ЗАДАНИЕ —
Согласуются ли эти утверждения с текстом о Хафизе? На каждое ответьте «да» или «нет» и приведите точную цитату из текста, которая это решает.
1. Хафиз женился в молодости.
2. Шах Шуджа заточил Хафиза в тюрьму.
3. Вернувшись в Шираз, Хафиз потом снова уезжал оттуда.

ФРАГМЕНТ СТРАНИЦЫ —
:::::
И отвечал: – Ладья газелей».

И ведь он прав! Бейты, без потери логики, даже местами поменять нельзя. А все вместе они сродни скрижалям Завета: жить в соответствии с ними – значит жить по божьим законам. И так в каждой газели: будь она о любви к Богу, или о любви к женщине; о соловьях или о розах.
 
Нельзя забывать, что Хафиз был суфием, а суфизм – это аскетизм, отречение от материального, чтобы «отверзлись вещие зеницы», чтобы ничто не мешало обратиться к Богу внутренним зрением. И снова в его стихах всё по-восточному тонко, ассоциативно, всё на грани, требует работы и чувства, и ума; всё символично, но в то же время прочно – он так жил, он так любил. Красавец, каких поискать, а женился на склоне лет. Словами боготворил женщину, а на деле воспевал через неё Бога. И всё это не линейно, а многослойно: на поверхности, кажется, всё просто, понятно, а копнёшь поглубже – мистика, переворачивающая всё с ног на голову. Всякую «нечисть» он величал «святыми» да «муфтиями», а дорогих сердцу людей – «бродягами» и «пьяницами». А плут – и вовсе этический идеал и бунтарь, призывающий к свободе духа и переустройству мира заново.

Жизнь Хафиза пришлась на неспокойные времена. Правители слишком часто менялись и далеко не всегда бывали меценатами поэтов или хотя бы лояльными к их творчеству: «Воистину бирюзовый перстень Абу Исхака ярко сиял, но продолжалось это всего три года», – выразил как-то свою горечь Хафиз. С остальными отношения не задались, потому что сочинитель газелей не терпел «лицемеров неправедный род», и вместо романтических стихов  писал песни протеста. В отместку один из «лицемеров», шах Шуджа, заточил его в тюрьму. Выбравшись из узилища, поэт ушёл в Исфахан, потом в Йезд, но как только Шуджу сменил другой шах, Хафиз вернулся и уже никогда больше не покидал Шираза, хотя звали его к себе и индийский султан, и багдадский.
:::::
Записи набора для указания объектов
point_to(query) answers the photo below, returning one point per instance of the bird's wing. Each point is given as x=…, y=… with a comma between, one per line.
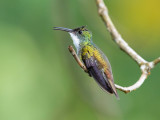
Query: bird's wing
x=100, y=69
x=96, y=73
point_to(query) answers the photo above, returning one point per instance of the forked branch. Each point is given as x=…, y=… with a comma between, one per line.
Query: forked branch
x=145, y=66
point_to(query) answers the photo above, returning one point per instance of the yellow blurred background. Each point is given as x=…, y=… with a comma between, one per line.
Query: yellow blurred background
x=40, y=80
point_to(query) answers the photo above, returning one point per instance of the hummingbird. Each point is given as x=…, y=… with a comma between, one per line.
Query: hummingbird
x=94, y=59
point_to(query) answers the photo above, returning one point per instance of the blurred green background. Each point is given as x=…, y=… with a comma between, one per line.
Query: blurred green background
x=39, y=79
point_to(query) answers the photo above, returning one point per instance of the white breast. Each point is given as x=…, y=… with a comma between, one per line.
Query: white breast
x=76, y=40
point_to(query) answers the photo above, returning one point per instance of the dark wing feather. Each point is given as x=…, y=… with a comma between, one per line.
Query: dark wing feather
x=96, y=73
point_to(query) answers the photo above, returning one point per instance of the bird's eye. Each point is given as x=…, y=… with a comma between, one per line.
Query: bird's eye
x=80, y=32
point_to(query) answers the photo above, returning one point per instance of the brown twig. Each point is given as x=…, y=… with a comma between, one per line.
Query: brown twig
x=145, y=66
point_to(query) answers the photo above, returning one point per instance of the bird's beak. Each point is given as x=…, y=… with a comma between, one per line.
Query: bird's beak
x=63, y=29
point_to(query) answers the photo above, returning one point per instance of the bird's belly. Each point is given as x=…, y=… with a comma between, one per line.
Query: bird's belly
x=97, y=73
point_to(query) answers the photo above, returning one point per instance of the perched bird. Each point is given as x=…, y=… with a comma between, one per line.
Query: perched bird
x=93, y=58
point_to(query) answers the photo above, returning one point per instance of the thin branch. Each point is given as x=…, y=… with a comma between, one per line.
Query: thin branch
x=145, y=66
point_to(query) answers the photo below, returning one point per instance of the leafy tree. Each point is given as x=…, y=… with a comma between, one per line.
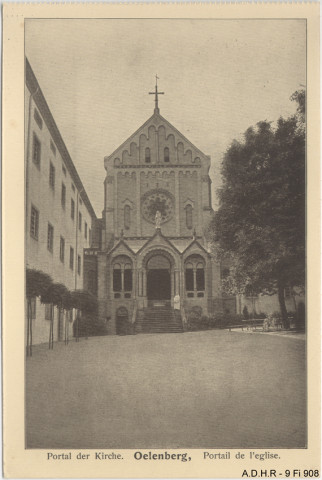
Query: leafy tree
x=260, y=223
x=37, y=283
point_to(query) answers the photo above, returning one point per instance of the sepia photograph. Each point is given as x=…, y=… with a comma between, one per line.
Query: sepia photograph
x=165, y=233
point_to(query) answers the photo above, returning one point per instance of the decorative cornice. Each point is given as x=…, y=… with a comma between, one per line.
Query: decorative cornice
x=159, y=165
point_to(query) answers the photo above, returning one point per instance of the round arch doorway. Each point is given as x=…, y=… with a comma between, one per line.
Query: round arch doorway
x=158, y=278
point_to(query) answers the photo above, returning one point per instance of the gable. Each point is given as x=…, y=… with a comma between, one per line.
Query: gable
x=158, y=240
x=121, y=248
x=163, y=142
x=194, y=248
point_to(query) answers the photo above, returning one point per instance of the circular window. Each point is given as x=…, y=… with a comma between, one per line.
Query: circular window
x=157, y=200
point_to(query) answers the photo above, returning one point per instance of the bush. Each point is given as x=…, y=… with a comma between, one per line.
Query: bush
x=89, y=326
x=300, y=316
x=245, y=313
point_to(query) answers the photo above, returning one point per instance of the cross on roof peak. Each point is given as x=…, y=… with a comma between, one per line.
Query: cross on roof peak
x=156, y=93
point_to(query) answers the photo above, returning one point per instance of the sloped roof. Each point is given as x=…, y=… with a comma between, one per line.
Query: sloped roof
x=151, y=120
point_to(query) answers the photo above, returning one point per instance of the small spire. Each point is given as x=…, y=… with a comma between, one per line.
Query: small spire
x=156, y=93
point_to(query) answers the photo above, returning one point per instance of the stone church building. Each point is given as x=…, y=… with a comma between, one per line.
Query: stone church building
x=151, y=263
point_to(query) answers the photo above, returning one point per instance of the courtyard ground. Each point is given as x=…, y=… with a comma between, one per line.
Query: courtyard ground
x=211, y=389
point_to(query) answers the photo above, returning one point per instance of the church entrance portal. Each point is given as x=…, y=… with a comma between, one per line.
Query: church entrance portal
x=158, y=278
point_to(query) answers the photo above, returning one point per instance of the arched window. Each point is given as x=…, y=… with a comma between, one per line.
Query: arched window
x=127, y=217
x=189, y=216
x=200, y=277
x=195, y=276
x=147, y=155
x=189, y=277
x=122, y=277
x=128, y=278
x=117, y=279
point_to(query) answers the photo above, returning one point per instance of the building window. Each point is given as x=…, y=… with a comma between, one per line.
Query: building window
x=38, y=118
x=36, y=151
x=147, y=155
x=50, y=238
x=122, y=276
x=92, y=287
x=33, y=308
x=200, y=277
x=48, y=311
x=52, y=147
x=72, y=209
x=288, y=292
x=195, y=275
x=128, y=278
x=79, y=221
x=189, y=277
x=71, y=258
x=189, y=217
x=166, y=155
x=127, y=217
x=63, y=195
x=62, y=249
x=117, y=282
x=52, y=176
x=225, y=272
x=34, y=222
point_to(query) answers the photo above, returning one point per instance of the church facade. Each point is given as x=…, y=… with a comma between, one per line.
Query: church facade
x=151, y=250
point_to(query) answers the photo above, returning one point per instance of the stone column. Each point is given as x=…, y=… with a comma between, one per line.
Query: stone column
x=194, y=278
x=122, y=278
x=138, y=205
x=115, y=205
x=140, y=279
x=144, y=282
x=177, y=282
x=177, y=200
x=172, y=277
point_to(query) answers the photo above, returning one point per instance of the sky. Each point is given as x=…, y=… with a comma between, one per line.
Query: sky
x=219, y=78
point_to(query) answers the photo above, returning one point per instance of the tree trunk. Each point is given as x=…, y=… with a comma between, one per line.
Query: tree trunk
x=29, y=329
x=281, y=299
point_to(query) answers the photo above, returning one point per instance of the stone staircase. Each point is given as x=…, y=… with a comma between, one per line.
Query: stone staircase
x=163, y=319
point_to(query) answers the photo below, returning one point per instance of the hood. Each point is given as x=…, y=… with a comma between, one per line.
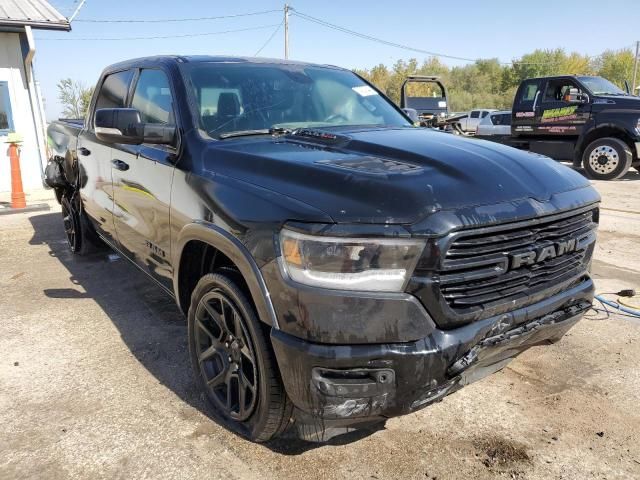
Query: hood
x=390, y=175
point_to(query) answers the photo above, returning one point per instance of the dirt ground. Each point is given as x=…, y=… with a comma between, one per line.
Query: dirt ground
x=95, y=383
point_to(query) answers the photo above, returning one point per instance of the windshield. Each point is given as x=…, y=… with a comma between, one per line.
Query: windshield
x=601, y=86
x=236, y=97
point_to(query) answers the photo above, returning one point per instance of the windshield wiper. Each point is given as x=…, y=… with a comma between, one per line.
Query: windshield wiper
x=261, y=131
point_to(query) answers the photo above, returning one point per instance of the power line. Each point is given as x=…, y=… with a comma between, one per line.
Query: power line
x=167, y=20
x=261, y=27
x=269, y=39
x=324, y=23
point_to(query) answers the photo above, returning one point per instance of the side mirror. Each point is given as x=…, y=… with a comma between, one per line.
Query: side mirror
x=576, y=96
x=123, y=125
x=412, y=113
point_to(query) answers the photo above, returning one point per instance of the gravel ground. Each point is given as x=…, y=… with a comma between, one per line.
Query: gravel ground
x=95, y=383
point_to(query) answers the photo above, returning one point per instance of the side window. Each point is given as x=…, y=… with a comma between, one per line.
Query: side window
x=557, y=89
x=6, y=118
x=528, y=91
x=152, y=98
x=113, y=93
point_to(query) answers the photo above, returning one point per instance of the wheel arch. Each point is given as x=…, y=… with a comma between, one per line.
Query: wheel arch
x=602, y=131
x=202, y=233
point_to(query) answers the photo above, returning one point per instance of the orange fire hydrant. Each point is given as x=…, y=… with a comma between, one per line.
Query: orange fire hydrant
x=18, y=199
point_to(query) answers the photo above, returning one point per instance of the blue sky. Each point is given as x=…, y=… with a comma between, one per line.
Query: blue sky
x=464, y=28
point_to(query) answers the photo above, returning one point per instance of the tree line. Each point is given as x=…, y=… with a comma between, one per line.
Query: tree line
x=490, y=84
x=482, y=84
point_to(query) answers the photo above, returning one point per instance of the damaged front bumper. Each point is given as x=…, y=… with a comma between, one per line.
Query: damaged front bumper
x=339, y=387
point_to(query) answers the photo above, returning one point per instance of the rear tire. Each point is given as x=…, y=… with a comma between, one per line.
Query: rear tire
x=607, y=159
x=233, y=361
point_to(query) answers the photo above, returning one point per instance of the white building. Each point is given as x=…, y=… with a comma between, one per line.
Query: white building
x=21, y=108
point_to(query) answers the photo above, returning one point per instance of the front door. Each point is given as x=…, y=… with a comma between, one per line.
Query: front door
x=558, y=116
x=94, y=157
x=142, y=177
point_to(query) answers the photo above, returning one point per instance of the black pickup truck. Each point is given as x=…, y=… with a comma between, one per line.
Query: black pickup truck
x=337, y=266
x=586, y=120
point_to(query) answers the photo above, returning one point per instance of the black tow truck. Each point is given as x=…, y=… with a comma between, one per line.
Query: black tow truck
x=586, y=120
x=337, y=265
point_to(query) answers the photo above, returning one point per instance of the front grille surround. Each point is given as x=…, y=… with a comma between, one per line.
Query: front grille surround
x=473, y=278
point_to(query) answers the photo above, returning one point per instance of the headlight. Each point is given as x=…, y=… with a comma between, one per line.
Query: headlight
x=364, y=264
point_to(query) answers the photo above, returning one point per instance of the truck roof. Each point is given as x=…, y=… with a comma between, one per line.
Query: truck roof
x=172, y=59
x=568, y=75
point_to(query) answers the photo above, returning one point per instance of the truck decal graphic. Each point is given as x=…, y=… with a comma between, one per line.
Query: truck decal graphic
x=557, y=114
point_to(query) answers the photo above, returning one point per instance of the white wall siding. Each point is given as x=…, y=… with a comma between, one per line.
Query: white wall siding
x=12, y=71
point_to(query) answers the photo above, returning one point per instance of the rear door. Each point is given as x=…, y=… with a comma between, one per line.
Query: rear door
x=525, y=105
x=557, y=116
x=94, y=156
x=142, y=178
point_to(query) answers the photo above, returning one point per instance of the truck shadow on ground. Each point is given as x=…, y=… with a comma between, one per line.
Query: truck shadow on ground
x=148, y=320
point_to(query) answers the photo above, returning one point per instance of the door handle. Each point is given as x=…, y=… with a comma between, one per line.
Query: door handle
x=120, y=165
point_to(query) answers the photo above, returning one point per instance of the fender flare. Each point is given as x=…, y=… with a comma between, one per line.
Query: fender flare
x=231, y=247
x=581, y=144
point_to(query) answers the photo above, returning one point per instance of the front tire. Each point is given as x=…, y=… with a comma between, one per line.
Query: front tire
x=82, y=240
x=233, y=362
x=607, y=159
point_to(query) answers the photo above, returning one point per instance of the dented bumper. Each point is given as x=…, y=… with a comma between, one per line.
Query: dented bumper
x=343, y=385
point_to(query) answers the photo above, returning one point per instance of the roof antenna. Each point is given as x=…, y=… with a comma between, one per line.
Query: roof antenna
x=75, y=14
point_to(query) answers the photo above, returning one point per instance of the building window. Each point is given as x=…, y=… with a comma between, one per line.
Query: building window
x=6, y=118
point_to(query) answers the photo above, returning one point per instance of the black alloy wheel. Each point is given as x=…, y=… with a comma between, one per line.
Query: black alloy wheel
x=226, y=356
x=233, y=360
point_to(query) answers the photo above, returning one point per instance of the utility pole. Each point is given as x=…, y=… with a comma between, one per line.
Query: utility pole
x=635, y=69
x=286, y=31
x=77, y=11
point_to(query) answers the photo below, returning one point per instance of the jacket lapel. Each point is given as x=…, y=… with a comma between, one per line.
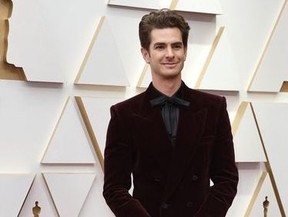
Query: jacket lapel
x=190, y=130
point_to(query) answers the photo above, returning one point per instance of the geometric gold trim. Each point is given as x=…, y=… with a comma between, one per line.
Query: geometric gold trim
x=90, y=131
x=210, y=55
x=284, y=87
x=266, y=47
x=87, y=55
x=269, y=169
x=255, y=195
x=7, y=71
x=54, y=130
x=239, y=114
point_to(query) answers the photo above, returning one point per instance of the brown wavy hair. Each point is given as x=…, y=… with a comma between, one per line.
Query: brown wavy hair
x=164, y=18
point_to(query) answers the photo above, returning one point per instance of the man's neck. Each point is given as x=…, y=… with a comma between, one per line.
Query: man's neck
x=169, y=88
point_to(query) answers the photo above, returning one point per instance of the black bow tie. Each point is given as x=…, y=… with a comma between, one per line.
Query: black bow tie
x=162, y=100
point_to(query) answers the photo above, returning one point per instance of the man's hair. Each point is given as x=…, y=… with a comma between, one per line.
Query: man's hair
x=161, y=19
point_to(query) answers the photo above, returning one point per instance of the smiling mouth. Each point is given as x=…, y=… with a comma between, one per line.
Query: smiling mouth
x=169, y=64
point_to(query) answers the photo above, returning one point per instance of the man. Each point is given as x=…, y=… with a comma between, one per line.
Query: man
x=172, y=139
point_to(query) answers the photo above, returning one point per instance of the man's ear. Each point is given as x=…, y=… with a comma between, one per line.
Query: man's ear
x=185, y=53
x=145, y=54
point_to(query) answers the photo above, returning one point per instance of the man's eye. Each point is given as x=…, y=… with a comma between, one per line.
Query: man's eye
x=159, y=47
x=178, y=46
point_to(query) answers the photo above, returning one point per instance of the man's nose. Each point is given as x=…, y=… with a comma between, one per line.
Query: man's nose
x=170, y=52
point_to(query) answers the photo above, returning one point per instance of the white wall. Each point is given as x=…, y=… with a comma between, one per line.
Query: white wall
x=80, y=57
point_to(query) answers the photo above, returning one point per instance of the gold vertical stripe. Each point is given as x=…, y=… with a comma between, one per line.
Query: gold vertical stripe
x=269, y=169
x=90, y=130
x=210, y=55
x=87, y=55
x=266, y=47
x=239, y=115
x=255, y=195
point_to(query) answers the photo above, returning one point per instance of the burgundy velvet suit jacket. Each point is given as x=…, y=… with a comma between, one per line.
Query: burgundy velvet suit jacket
x=167, y=181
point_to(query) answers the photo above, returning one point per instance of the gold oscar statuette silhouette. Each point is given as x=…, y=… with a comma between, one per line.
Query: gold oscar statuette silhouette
x=265, y=206
x=36, y=210
x=7, y=70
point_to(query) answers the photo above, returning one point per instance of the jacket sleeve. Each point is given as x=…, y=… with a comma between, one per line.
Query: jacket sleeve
x=223, y=172
x=117, y=169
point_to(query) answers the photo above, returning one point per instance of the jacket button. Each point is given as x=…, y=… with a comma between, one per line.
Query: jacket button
x=189, y=204
x=165, y=205
x=194, y=177
x=157, y=180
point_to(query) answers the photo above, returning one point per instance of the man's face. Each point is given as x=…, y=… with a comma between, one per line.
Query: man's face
x=166, y=54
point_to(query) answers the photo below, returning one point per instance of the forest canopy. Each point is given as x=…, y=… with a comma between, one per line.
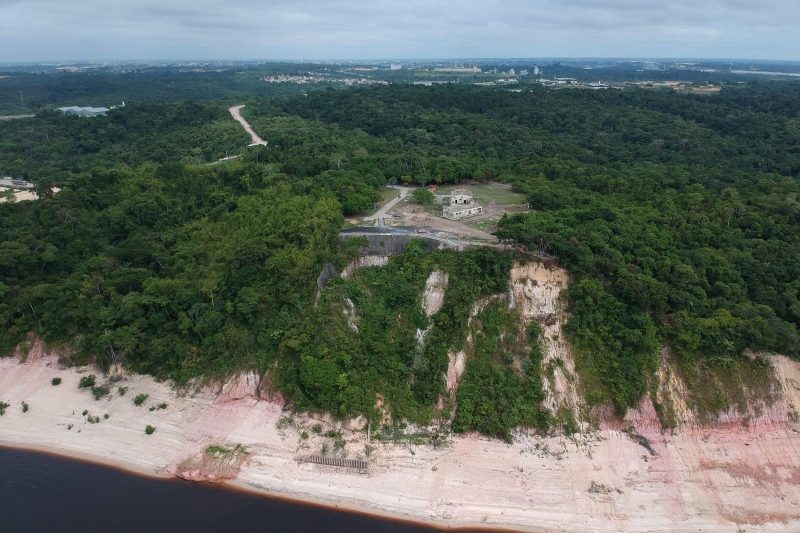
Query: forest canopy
x=677, y=215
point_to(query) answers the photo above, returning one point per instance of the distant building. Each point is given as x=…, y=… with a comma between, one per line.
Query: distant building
x=459, y=70
x=461, y=205
x=84, y=111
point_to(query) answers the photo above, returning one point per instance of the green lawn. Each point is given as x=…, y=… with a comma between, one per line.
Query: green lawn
x=387, y=194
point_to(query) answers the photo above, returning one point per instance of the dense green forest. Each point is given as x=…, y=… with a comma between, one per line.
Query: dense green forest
x=55, y=146
x=676, y=214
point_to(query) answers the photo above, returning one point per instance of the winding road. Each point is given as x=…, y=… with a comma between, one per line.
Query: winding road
x=237, y=116
x=382, y=212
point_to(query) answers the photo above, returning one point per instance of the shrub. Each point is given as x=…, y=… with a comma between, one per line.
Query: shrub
x=99, y=392
x=87, y=381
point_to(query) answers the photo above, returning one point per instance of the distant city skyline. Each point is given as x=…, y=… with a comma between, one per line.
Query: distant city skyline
x=68, y=30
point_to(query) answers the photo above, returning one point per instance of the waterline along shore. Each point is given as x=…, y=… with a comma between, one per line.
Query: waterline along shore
x=698, y=479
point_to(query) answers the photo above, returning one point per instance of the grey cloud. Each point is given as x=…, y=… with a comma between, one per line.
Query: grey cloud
x=114, y=29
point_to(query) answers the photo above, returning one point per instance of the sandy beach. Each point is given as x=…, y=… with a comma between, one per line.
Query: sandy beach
x=729, y=477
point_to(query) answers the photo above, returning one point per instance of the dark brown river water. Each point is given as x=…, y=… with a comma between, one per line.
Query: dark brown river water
x=44, y=493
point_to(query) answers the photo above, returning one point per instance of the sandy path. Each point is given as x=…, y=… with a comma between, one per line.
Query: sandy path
x=708, y=479
x=383, y=211
x=236, y=113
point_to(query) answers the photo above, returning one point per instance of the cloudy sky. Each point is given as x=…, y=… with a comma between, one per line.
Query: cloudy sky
x=364, y=29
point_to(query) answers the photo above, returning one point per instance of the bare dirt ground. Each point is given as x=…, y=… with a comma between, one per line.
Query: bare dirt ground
x=496, y=200
x=415, y=215
x=236, y=113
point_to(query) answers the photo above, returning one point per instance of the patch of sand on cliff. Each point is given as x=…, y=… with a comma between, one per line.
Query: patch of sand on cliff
x=537, y=293
x=364, y=261
x=719, y=478
x=457, y=360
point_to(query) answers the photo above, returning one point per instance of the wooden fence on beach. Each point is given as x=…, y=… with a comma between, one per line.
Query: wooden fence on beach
x=354, y=464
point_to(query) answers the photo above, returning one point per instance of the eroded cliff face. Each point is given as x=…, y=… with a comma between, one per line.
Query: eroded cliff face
x=739, y=473
x=538, y=295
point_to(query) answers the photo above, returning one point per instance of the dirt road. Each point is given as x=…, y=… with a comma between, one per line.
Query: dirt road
x=381, y=213
x=237, y=116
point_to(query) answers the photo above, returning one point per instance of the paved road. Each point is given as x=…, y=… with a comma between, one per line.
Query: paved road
x=381, y=213
x=237, y=116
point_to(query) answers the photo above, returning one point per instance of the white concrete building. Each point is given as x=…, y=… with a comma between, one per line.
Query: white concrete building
x=461, y=205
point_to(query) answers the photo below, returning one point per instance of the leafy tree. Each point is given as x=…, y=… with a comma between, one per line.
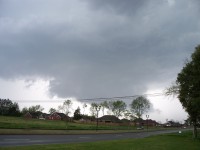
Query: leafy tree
x=67, y=106
x=24, y=110
x=118, y=107
x=52, y=110
x=84, y=106
x=77, y=114
x=36, y=108
x=187, y=88
x=104, y=105
x=139, y=106
x=94, y=109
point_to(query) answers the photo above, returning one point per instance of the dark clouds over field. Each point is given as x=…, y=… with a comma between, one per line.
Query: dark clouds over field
x=97, y=48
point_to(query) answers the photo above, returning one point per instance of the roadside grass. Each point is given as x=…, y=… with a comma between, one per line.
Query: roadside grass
x=173, y=141
x=22, y=123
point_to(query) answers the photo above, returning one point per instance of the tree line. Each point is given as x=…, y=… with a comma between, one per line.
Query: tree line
x=187, y=89
x=118, y=108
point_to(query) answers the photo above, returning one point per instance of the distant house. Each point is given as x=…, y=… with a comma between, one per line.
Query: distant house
x=109, y=119
x=32, y=115
x=141, y=122
x=58, y=116
x=44, y=116
x=172, y=124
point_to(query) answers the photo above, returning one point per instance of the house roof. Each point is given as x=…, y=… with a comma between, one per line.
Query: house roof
x=109, y=118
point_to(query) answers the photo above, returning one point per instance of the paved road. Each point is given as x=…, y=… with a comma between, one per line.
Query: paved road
x=22, y=140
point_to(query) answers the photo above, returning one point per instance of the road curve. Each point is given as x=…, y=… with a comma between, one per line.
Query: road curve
x=23, y=140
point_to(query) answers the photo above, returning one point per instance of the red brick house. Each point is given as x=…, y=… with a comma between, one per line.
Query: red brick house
x=58, y=116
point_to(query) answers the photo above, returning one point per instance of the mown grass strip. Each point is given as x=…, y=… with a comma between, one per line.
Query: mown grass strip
x=174, y=141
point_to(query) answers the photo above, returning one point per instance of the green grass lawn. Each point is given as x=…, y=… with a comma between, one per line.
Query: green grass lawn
x=22, y=123
x=174, y=141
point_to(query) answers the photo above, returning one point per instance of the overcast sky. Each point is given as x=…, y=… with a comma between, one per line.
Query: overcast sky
x=53, y=49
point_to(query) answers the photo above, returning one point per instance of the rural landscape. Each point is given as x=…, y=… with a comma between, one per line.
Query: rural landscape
x=99, y=74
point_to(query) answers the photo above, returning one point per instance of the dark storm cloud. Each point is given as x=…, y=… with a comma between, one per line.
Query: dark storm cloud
x=91, y=52
x=128, y=7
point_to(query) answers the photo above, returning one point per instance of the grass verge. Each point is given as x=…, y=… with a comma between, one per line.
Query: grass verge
x=175, y=141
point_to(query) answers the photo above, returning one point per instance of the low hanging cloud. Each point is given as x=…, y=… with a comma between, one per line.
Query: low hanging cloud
x=97, y=48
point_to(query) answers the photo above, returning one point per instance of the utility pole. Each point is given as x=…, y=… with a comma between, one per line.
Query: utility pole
x=147, y=116
x=97, y=107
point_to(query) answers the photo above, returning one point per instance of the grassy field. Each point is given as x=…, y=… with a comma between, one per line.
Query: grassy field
x=21, y=123
x=174, y=141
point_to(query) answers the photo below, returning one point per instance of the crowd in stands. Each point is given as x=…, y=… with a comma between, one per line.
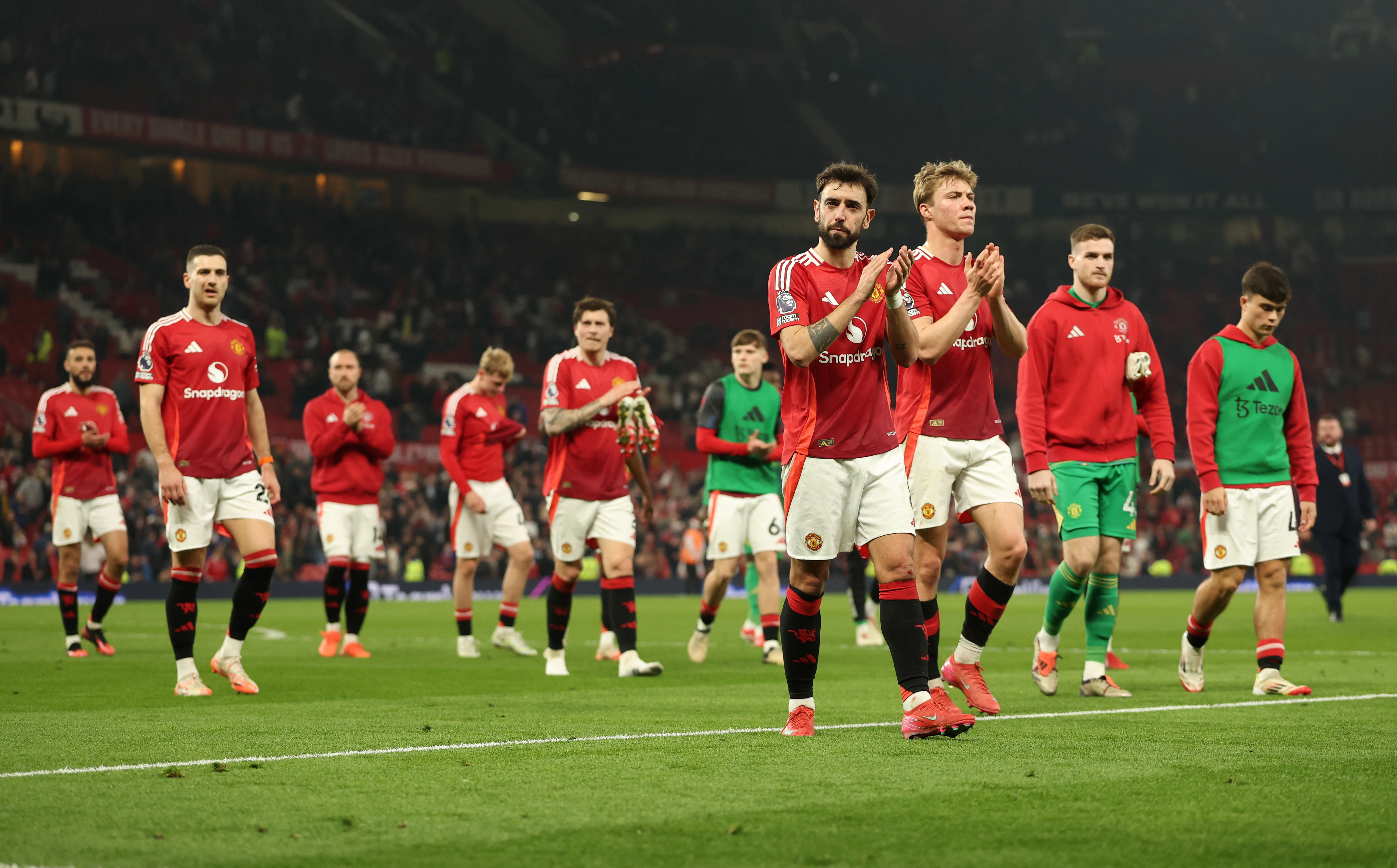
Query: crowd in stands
x=420, y=301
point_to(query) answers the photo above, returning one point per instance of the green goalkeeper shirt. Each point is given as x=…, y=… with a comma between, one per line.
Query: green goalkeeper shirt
x=734, y=413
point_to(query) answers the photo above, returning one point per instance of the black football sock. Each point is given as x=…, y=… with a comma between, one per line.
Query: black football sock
:::::
ОТВЕТ —
1. Нет: «а женился на склоне лет».
2. Да: «шах Шуджа, заточил его в тюрьму».
3. Нет: «уже никогда больше не покидал Шираза».